*** Block opens ***

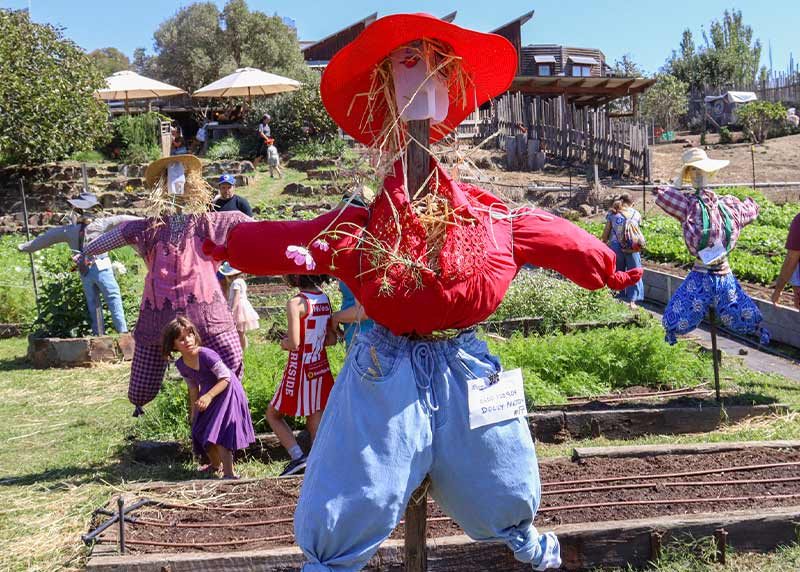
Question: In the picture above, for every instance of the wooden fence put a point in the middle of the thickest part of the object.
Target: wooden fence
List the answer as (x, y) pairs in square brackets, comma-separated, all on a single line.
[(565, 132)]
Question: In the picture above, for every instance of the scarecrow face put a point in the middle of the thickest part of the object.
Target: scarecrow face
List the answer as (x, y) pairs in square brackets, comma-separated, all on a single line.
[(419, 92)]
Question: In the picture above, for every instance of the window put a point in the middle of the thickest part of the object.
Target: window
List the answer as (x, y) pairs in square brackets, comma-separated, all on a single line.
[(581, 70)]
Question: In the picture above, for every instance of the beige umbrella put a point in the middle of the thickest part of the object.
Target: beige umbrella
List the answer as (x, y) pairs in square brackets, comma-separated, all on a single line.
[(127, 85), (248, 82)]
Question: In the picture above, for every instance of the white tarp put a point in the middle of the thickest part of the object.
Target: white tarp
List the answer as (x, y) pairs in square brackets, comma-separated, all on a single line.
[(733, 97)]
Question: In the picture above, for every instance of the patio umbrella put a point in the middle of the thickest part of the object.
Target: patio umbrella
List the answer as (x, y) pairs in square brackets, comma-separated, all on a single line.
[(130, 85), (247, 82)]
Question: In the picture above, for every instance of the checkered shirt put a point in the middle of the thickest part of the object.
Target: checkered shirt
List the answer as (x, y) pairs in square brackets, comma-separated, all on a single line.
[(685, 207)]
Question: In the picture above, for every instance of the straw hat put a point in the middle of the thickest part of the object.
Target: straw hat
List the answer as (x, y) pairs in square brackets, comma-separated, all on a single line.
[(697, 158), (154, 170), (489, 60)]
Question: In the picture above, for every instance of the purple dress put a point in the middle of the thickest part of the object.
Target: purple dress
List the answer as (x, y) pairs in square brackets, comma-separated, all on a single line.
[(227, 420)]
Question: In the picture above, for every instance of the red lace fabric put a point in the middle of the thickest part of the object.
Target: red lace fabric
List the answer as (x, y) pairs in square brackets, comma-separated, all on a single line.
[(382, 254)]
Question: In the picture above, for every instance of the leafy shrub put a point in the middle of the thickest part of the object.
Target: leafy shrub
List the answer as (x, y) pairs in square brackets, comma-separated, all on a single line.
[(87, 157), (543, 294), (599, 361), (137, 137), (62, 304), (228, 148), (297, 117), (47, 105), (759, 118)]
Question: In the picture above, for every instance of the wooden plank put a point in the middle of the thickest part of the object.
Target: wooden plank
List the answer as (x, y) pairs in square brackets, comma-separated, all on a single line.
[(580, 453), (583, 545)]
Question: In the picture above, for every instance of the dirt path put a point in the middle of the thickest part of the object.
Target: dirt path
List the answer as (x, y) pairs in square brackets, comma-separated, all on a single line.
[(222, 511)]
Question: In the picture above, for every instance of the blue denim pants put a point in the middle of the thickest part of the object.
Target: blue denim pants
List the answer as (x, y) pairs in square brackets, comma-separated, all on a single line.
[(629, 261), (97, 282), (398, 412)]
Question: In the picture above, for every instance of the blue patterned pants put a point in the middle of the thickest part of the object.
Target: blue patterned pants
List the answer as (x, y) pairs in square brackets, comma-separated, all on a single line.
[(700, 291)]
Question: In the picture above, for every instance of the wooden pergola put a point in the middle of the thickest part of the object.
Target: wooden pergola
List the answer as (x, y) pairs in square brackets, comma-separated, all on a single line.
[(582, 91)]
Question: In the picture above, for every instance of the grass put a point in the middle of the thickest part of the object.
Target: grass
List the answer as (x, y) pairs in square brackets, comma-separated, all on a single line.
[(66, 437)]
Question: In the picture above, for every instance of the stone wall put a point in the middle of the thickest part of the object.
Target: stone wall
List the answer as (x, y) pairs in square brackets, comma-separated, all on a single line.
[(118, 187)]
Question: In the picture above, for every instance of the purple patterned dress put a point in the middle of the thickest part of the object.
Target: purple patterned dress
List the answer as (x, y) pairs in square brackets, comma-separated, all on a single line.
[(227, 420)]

*** Block closes ***
*** Block opens ***

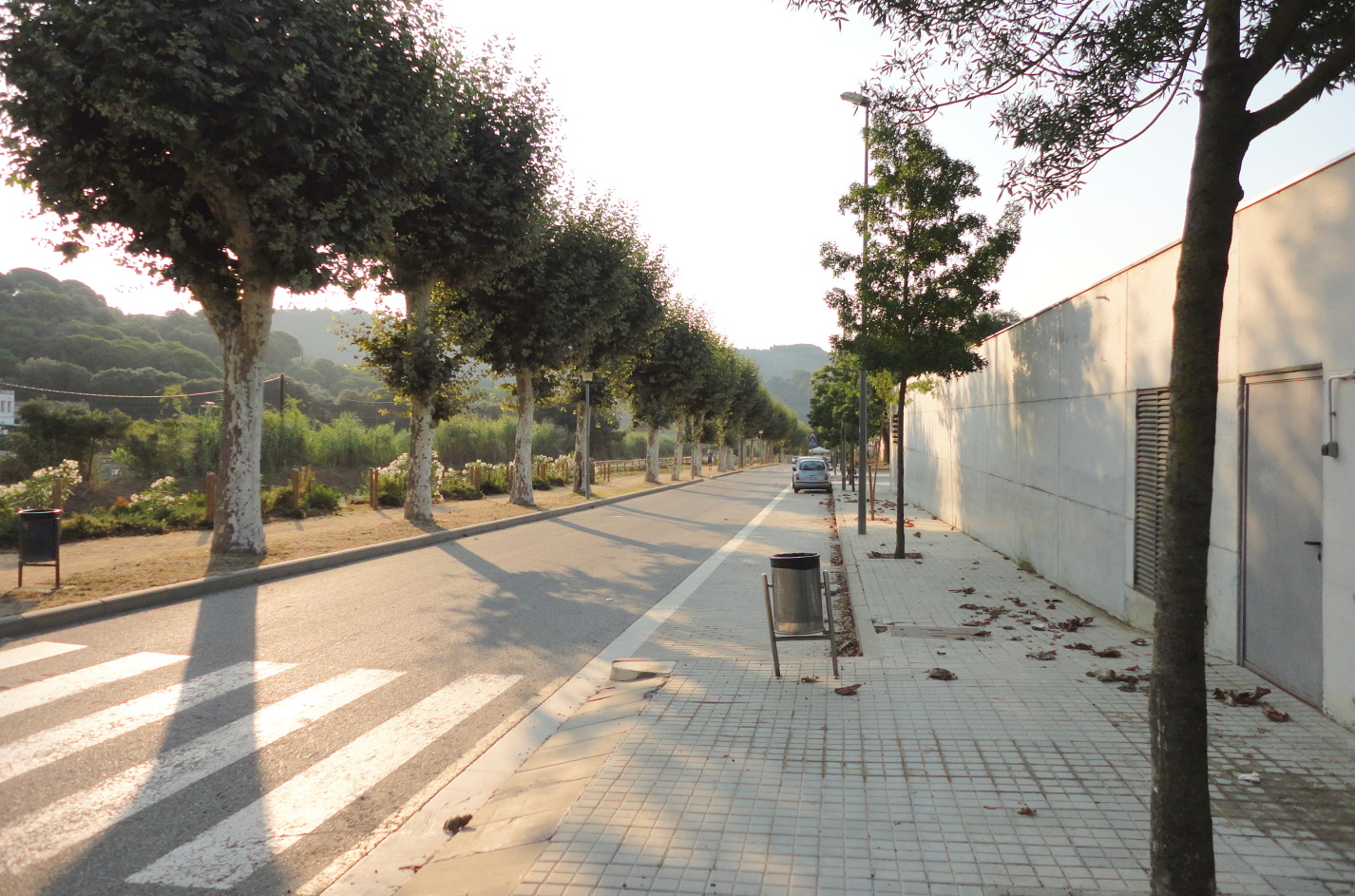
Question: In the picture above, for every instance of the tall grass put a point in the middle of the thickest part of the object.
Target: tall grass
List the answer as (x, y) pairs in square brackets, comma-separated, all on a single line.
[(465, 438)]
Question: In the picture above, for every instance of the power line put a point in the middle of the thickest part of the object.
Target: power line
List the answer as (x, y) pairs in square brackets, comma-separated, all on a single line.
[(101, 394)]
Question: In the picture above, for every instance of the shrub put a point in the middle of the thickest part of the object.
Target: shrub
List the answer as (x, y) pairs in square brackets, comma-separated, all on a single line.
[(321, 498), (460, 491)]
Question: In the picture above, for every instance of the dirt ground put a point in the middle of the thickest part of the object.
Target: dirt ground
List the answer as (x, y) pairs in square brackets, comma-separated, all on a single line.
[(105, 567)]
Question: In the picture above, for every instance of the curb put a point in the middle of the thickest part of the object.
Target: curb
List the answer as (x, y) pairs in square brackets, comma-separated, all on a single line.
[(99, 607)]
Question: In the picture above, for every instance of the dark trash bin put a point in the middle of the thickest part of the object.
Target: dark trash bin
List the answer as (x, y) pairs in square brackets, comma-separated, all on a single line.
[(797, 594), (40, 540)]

*** Block closes ***
*** Block opens ***

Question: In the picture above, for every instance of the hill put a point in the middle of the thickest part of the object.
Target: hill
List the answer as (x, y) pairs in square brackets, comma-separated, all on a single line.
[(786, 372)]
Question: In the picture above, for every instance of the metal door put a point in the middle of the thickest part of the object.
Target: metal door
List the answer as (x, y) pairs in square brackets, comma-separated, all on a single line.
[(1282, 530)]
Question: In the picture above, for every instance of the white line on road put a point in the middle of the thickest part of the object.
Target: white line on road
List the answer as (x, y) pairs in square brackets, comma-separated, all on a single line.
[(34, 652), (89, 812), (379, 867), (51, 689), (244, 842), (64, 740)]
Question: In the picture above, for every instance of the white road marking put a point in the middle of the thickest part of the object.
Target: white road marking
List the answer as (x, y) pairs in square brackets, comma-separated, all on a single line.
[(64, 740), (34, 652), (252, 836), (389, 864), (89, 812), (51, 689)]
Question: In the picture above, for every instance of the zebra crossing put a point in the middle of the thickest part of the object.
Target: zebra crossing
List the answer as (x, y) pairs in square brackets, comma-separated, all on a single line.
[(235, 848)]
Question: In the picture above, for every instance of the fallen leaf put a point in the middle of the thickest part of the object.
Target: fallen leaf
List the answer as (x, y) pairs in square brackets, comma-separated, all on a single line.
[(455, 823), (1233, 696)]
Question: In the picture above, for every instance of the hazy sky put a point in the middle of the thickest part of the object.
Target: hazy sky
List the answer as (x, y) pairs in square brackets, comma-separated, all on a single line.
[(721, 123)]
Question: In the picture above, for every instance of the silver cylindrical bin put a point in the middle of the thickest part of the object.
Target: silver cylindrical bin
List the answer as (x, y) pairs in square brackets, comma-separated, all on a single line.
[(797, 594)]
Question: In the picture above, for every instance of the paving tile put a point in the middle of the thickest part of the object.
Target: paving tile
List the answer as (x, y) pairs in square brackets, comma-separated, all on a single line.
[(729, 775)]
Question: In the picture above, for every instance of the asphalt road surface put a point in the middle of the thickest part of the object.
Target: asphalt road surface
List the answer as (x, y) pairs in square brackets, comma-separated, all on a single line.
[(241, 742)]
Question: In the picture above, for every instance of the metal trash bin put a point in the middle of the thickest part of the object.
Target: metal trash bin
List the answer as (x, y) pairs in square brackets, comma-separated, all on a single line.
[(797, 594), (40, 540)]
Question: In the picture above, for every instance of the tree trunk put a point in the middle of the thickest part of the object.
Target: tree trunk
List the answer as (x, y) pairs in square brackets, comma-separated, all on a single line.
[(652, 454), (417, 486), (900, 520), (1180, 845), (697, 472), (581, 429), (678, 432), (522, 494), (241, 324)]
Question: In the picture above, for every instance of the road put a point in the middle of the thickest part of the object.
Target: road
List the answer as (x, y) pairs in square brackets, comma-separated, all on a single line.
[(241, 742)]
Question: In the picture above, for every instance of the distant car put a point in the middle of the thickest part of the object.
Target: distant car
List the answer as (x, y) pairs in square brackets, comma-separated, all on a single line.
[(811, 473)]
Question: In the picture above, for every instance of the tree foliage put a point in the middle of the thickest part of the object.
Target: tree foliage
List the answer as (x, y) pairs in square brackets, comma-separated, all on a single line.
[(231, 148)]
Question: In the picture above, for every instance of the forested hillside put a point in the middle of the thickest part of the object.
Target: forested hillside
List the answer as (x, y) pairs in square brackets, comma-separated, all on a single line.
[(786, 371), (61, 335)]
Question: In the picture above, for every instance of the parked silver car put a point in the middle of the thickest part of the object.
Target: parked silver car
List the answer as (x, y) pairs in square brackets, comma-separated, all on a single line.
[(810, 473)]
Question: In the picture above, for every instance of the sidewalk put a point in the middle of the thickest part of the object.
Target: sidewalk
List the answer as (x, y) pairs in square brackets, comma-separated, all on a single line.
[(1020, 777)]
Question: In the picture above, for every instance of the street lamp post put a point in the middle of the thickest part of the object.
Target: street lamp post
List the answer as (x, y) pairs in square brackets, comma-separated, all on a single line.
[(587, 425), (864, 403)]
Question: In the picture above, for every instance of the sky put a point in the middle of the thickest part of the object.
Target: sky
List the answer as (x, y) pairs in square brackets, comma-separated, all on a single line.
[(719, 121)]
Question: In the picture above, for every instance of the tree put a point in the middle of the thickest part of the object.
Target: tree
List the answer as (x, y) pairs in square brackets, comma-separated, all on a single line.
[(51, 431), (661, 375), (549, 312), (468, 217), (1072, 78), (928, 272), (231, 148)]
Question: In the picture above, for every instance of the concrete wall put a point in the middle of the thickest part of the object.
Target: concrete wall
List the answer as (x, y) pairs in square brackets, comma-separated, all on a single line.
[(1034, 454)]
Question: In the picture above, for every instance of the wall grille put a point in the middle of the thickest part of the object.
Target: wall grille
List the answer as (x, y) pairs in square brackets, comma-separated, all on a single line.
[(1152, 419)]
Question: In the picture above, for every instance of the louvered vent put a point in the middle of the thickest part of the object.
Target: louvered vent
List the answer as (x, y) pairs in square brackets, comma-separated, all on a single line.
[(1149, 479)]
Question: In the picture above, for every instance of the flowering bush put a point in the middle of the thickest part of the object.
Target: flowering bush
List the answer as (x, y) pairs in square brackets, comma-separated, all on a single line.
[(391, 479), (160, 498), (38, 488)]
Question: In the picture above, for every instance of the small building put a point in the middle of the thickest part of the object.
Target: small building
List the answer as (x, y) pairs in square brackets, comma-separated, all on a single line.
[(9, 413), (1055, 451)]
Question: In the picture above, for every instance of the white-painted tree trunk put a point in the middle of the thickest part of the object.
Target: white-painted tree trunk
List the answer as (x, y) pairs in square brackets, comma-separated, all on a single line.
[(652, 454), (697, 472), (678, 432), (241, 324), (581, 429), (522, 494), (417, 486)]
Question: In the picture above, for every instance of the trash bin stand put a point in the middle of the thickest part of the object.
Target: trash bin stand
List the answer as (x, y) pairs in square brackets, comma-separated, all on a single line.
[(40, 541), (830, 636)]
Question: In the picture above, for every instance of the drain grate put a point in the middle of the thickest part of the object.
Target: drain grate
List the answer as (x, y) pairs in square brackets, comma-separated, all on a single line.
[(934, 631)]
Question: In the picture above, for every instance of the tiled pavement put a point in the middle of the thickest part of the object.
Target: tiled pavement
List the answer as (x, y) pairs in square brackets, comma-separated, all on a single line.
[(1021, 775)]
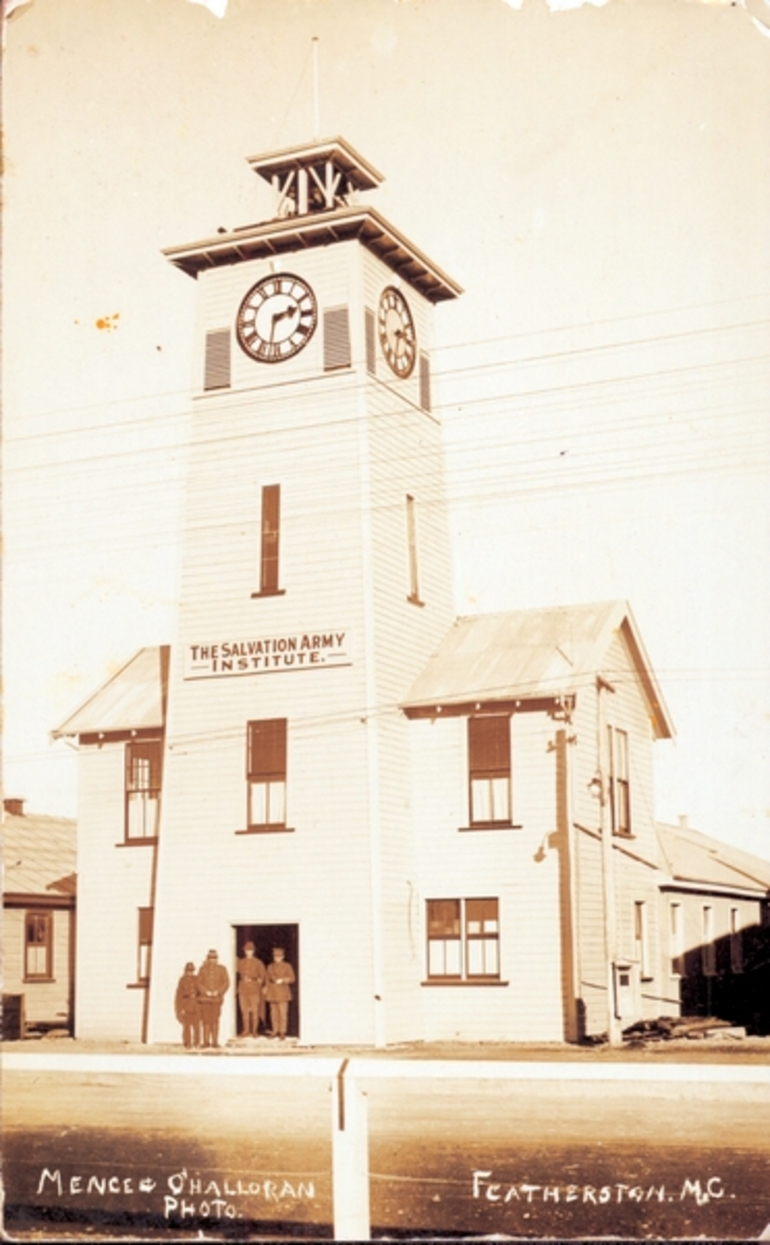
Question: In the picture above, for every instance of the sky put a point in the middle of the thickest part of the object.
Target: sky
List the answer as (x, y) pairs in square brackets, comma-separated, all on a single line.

*** Block closes ***

Print, from the entries above, the line with "the wooden fence", the line with "of the checkered" and all lines between them, exactly and with nothing else.

ANSWER BELOW
Question: In the picture above, for every instance of the wooden fence put a point in the middle of the thickest part of the object.
Target: wooden fence
List the answer as (x, y) pairs in square brackets, comma-separated, all on a single line.
[(565, 132)]
Question: In the picture above, for every instance of the scarecrow face put a point in the middle of the thickest part of the object.
Target: scarecrow face
List the answer as (x, y) pairs in square brackets, comma-separated, all on a single line.
[(419, 92)]
Question: In the picture above, for every instance of the window put a point in the middle of the thickest part of the object.
Target: window
List the answer as (x, y) pairs in square brackets, comma-separated, all on a single line.
[(581, 70)]
Question: In the picture above, for every instance of the beige umbrella put a point in the middle of the thickest part of the object.
Target: beige umbrella
List the answer as (x, y) pairs in square brackets, comma-separated, all on a single line.
[(127, 85), (248, 82)]
Question: In the picture above, for every instance of the white tarp put a point in the middle of the thickest part of the object.
Target: white tarp
List the answer as (x, y) pairs in square brackets, comma-separated, all on a single line.
[(733, 97)]
Question: In the picture above, for every instance of the patio umbrella put a point in the middle of the thickest part of the object.
Target: patio umbrella
List the answer as (x, y) pairs in square brackets, comma-separated, all on a single line.
[(130, 85), (247, 82)]
Question: In the picture above, for every instance of the checkered shirt put a point in the middle of the thickest part of the object.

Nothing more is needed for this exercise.